What is needed ::
Return every line from the listing below that contains the word "water".

Entries supplied ::
========
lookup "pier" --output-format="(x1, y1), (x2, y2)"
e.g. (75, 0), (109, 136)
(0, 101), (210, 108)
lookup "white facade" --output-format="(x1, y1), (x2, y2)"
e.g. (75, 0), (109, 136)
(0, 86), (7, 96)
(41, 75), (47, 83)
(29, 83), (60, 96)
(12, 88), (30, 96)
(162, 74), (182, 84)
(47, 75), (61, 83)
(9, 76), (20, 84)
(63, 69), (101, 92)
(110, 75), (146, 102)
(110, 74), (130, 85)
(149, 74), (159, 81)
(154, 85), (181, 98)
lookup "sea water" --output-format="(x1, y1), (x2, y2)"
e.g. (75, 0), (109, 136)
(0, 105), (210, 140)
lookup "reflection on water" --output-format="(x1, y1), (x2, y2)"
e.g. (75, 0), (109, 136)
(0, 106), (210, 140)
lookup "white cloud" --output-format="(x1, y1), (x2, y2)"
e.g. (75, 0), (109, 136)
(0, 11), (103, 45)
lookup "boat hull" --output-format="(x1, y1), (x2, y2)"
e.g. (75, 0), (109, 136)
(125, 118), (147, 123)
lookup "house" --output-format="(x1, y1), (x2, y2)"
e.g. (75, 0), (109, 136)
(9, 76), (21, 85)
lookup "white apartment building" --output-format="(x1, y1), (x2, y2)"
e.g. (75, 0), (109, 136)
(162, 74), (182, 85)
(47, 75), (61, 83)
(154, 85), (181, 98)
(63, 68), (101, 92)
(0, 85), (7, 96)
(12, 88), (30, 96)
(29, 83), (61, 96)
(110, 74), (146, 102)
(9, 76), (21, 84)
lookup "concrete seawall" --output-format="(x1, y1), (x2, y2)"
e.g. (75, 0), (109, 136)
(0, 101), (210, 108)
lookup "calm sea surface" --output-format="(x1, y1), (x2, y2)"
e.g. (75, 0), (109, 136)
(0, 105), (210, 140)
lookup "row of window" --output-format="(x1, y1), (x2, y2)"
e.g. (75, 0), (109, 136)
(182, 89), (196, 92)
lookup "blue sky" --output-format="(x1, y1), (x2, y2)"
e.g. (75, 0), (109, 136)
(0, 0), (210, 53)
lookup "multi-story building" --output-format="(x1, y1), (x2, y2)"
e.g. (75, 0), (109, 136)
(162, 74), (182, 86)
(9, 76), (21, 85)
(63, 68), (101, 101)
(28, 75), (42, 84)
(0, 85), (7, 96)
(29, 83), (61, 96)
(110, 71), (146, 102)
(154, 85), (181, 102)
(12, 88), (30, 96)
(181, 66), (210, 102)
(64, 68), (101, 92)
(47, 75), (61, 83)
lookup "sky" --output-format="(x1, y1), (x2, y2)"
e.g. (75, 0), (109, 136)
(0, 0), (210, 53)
========
Result for this exercise ::
lookup "sea water" --output-format="(x1, y1), (x2, y2)"
lookup "reflection on water" --output-format="(x1, y1), (x2, y2)"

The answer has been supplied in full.